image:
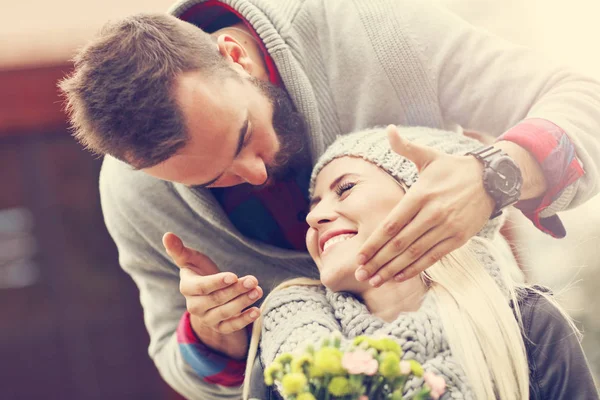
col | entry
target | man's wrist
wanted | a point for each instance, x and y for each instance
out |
(212, 339)
(534, 181)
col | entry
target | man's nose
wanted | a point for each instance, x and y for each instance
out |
(252, 170)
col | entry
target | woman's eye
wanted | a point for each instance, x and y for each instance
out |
(343, 188)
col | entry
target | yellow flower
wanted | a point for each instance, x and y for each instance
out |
(305, 396)
(329, 360)
(390, 365)
(293, 383)
(339, 386)
(416, 368)
(315, 372)
(298, 363)
(274, 369)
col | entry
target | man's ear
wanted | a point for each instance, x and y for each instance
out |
(233, 51)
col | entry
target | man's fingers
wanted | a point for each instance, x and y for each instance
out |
(400, 216)
(422, 156)
(192, 284)
(413, 253)
(185, 257)
(215, 316)
(410, 243)
(239, 322)
(428, 259)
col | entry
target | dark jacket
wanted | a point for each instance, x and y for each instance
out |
(558, 369)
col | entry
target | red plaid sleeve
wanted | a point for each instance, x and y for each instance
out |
(214, 368)
(555, 153)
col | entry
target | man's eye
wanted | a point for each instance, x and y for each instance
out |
(248, 136)
(344, 187)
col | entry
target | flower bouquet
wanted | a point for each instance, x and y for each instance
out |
(364, 369)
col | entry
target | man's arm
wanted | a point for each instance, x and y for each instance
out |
(487, 84)
(137, 210)
(484, 83)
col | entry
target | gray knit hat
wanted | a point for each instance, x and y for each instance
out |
(372, 145)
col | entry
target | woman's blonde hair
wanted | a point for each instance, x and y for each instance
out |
(483, 330)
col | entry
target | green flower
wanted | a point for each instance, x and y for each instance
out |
(336, 338)
(305, 396)
(274, 369)
(315, 372)
(293, 383)
(300, 362)
(329, 360)
(284, 358)
(389, 366)
(416, 368)
(339, 386)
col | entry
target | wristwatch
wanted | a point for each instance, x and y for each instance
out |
(502, 177)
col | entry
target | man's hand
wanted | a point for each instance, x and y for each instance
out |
(216, 300)
(439, 213)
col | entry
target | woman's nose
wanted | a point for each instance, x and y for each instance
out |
(252, 170)
(320, 214)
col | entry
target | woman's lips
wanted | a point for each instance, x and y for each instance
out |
(331, 238)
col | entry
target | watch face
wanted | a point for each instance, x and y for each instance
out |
(507, 178)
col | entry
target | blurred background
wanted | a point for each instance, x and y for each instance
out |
(70, 322)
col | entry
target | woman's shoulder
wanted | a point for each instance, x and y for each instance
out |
(557, 364)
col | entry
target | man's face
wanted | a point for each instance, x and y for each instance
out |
(242, 130)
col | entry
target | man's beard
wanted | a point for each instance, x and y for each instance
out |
(290, 128)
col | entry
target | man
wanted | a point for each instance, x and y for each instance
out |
(212, 133)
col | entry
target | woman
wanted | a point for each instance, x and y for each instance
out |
(463, 318)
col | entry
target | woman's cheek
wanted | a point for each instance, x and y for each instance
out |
(312, 246)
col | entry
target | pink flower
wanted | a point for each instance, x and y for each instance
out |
(360, 362)
(436, 383)
(405, 367)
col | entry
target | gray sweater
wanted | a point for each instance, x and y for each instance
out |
(348, 65)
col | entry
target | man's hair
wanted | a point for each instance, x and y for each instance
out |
(120, 97)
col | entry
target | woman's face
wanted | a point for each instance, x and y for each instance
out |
(351, 198)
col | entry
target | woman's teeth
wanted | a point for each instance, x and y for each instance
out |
(337, 239)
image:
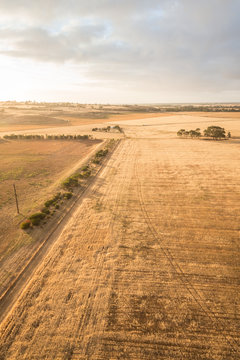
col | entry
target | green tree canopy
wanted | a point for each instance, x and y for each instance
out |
(215, 132)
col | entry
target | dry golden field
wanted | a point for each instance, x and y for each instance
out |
(148, 264)
(37, 169)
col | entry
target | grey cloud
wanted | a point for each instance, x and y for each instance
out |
(151, 43)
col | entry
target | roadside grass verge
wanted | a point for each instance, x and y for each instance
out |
(77, 179)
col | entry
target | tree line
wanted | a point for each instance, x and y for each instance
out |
(46, 137)
(213, 132)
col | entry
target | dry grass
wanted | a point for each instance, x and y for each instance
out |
(22, 116)
(148, 265)
(37, 168)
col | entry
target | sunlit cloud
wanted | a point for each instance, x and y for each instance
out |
(121, 51)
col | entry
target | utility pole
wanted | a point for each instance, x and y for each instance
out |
(15, 193)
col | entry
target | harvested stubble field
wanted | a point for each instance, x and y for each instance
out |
(148, 265)
(37, 168)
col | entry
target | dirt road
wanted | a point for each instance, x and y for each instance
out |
(148, 265)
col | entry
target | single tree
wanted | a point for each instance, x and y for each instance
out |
(215, 132)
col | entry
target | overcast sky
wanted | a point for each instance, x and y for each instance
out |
(120, 51)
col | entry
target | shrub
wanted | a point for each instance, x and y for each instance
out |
(85, 168)
(96, 161)
(36, 218)
(71, 182)
(45, 210)
(68, 195)
(85, 174)
(25, 224)
(52, 201)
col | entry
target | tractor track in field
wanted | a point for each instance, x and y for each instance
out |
(180, 273)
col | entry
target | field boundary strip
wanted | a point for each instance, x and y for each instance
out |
(9, 297)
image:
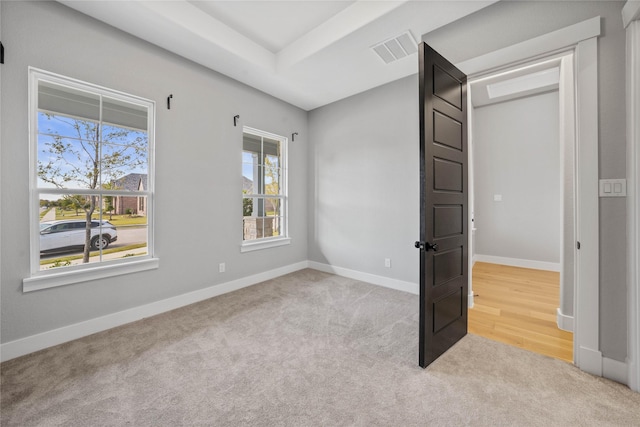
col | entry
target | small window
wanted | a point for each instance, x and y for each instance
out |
(264, 189)
(92, 151)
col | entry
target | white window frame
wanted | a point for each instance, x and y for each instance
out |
(42, 279)
(283, 239)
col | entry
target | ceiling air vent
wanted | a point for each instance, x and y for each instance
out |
(396, 47)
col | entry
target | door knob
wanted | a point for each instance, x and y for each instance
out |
(426, 246)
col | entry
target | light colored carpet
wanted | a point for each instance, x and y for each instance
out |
(306, 349)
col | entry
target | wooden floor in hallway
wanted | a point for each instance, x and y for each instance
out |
(517, 306)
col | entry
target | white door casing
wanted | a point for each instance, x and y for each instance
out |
(581, 39)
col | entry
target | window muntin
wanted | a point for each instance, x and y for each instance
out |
(264, 187)
(92, 151)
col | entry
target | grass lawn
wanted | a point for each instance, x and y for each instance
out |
(44, 212)
(92, 253)
(115, 219)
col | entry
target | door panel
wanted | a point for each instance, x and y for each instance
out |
(443, 205)
(447, 131)
(447, 265)
(447, 175)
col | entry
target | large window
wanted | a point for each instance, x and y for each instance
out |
(91, 177)
(264, 189)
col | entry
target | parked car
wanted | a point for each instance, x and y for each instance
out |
(70, 234)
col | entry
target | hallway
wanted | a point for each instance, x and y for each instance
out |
(517, 306)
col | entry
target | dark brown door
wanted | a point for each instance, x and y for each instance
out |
(443, 205)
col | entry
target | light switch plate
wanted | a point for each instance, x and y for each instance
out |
(613, 188)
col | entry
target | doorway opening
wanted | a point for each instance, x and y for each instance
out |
(523, 205)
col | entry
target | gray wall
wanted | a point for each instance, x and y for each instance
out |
(517, 155)
(364, 181)
(198, 153)
(509, 22)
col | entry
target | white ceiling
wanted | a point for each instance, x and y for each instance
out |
(306, 52)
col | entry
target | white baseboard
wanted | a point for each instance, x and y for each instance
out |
(564, 322)
(615, 370)
(43, 340)
(387, 282)
(517, 262)
(590, 361)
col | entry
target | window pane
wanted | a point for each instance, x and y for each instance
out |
(67, 163)
(271, 147)
(67, 101)
(124, 114)
(59, 125)
(262, 177)
(272, 207)
(272, 161)
(89, 138)
(123, 168)
(272, 181)
(125, 136)
(252, 144)
(112, 235)
(248, 206)
(253, 228)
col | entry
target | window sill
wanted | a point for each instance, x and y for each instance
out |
(45, 281)
(256, 246)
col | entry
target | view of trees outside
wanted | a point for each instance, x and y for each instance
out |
(262, 188)
(84, 159)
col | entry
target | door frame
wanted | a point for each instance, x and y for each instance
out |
(631, 21)
(581, 38)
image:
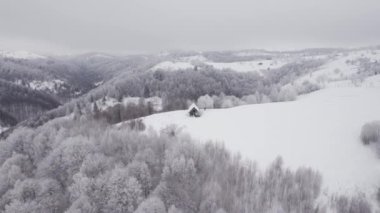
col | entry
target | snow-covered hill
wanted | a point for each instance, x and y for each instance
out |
(320, 130)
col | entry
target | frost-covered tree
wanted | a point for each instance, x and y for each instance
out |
(151, 205)
(205, 102)
(125, 192)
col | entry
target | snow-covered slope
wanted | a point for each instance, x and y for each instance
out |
(320, 130)
(20, 55)
(172, 66)
(248, 66)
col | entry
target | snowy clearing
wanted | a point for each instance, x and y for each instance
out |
(320, 130)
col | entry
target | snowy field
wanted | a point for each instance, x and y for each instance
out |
(320, 130)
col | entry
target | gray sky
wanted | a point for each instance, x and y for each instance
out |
(134, 26)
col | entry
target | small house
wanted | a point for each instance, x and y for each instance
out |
(194, 111)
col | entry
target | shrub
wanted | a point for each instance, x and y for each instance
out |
(370, 132)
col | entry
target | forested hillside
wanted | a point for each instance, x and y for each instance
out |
(74, 164)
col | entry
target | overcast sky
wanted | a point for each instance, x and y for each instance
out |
(134, 26)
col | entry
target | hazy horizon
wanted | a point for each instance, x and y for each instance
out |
(148, 26)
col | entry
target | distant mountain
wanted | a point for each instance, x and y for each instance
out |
(20, 55)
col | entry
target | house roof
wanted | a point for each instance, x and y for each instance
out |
(192, 106)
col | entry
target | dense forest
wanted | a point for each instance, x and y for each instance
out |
(74, 164)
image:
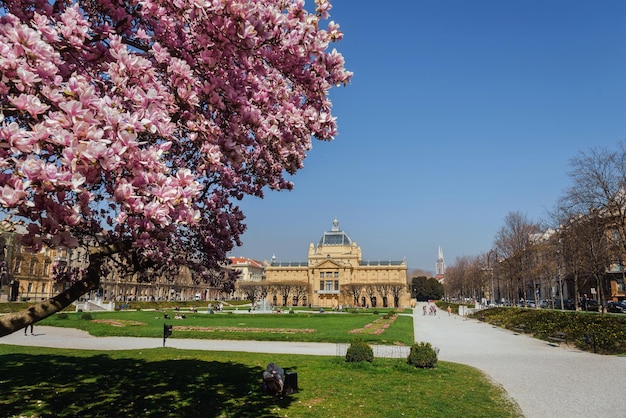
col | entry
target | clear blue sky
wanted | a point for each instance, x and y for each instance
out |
(459, 112)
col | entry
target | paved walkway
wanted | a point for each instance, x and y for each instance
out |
(546, 381)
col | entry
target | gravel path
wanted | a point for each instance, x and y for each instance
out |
(546, 381)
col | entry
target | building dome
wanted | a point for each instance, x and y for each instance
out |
(335, 237)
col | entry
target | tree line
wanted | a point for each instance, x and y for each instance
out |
(578, 249)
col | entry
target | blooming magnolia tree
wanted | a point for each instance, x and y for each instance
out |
(132, 127)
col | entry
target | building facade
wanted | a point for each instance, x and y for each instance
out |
(335, 274)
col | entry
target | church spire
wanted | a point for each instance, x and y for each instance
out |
(440, 267)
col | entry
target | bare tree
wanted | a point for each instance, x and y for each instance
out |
(596, 208)
(299, 292)
(353, 290)
(371, 291)
(465, 279)
(514, 242)
(396, 291)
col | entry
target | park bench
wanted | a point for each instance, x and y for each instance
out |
(558, 337)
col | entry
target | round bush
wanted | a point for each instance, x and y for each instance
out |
(359, 351)
(423, 355)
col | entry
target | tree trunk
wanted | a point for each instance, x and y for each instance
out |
(90, 281)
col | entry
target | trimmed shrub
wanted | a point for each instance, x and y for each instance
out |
(359, 351)
(423, 355)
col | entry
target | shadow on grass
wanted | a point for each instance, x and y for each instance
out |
(64, 386)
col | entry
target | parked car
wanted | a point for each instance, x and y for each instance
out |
(592, 305)
(567, 304)
(616, 307)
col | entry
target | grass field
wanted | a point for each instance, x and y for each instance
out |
(165, 382)
(303, 326)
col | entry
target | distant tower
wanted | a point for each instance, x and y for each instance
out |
(440, 267)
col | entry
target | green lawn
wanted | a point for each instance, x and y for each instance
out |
(311, 327)
(165, 382)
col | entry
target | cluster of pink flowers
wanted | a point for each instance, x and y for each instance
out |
(137, 117)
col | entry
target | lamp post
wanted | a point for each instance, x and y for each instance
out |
(490, 269)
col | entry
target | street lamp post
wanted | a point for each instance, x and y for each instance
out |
(490, 269)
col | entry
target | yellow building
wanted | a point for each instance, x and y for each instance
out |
(336, 275)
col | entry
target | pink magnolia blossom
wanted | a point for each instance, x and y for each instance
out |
(145, 121)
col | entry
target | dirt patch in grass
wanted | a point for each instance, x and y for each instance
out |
(237, 329)
(119, 322)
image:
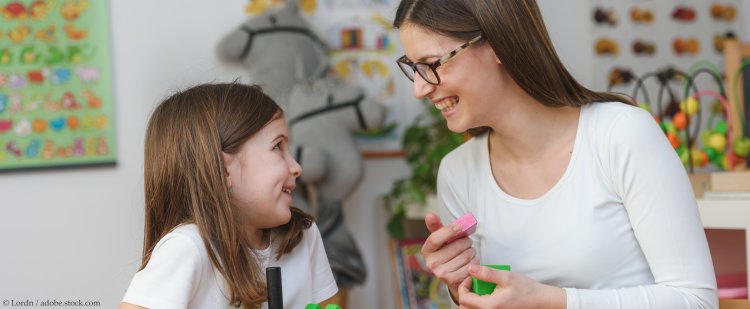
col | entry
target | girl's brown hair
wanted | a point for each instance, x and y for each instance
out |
(516, 32)
(185, 179)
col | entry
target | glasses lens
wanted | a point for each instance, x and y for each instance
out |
(427, 73)
(406, 68)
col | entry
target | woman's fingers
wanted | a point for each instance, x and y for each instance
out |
(432, 221)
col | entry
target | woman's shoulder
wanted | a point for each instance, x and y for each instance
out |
(603, 117)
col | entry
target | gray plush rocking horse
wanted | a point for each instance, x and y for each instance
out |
(291, 63)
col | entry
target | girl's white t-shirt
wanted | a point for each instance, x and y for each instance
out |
(180, 274)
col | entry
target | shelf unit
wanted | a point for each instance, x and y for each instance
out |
(728, 214)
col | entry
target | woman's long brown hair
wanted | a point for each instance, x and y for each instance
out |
(515, 30)
(185, 179)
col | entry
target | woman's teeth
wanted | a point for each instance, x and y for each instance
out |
(446, 104)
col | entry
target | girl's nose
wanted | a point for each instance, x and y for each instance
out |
(294, 167)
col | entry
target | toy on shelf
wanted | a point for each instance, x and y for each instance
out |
(681, 120)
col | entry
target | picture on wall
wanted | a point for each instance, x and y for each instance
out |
(56, 102)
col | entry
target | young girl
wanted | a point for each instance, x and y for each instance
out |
(218, 183)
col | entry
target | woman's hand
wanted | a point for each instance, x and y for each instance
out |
(448, 261)
(513, 290)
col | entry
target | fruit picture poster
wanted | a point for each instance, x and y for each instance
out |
(640, 36)
(56, 106)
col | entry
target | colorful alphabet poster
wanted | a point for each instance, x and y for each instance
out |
(56, 106)
(364, 48)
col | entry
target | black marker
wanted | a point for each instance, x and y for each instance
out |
(273, 284)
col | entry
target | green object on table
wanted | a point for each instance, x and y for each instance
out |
(480, 287)
(316, 306)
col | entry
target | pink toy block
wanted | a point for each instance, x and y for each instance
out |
(468, 225)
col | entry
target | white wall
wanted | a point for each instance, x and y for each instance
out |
(76, 234)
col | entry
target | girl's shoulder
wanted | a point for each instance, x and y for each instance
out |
(183, 239)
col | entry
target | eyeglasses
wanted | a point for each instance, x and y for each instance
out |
(428, 71)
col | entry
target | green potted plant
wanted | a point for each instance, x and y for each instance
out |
(425, 142)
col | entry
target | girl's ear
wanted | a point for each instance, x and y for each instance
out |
(228, 162)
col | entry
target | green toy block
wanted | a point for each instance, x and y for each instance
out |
(482, 287)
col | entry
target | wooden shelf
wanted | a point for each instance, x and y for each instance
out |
(728, 214)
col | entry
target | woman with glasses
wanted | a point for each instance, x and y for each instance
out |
(578, 191)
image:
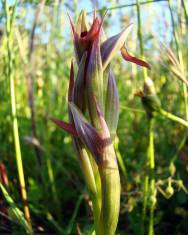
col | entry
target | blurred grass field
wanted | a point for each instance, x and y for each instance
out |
(57, 197)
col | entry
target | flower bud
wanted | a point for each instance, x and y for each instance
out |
(172, 169)
(169, 191)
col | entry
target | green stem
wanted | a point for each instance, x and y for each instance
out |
(173, 117)
(146, 178)
(129, 5)
(10, 12)
(151, 159)
(110, 181)
(140, 35)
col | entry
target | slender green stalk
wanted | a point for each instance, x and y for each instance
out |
(10, 12)
(185, 10)
(179, 53)
(173, 117)
(151, 159)
(146, 177)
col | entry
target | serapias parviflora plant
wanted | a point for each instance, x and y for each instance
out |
(93, 93)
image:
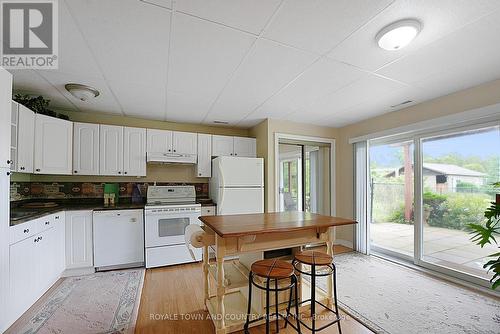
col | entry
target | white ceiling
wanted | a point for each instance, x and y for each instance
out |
(241, 61)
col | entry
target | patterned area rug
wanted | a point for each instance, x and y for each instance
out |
(390, 298)
(104, 302)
---------------
» **What you have to do**:
Keep only the lines of the items above that contain the word "dark", and copy each one out.

» **Finished exercise**:
target | dark jacket
target | dark brown door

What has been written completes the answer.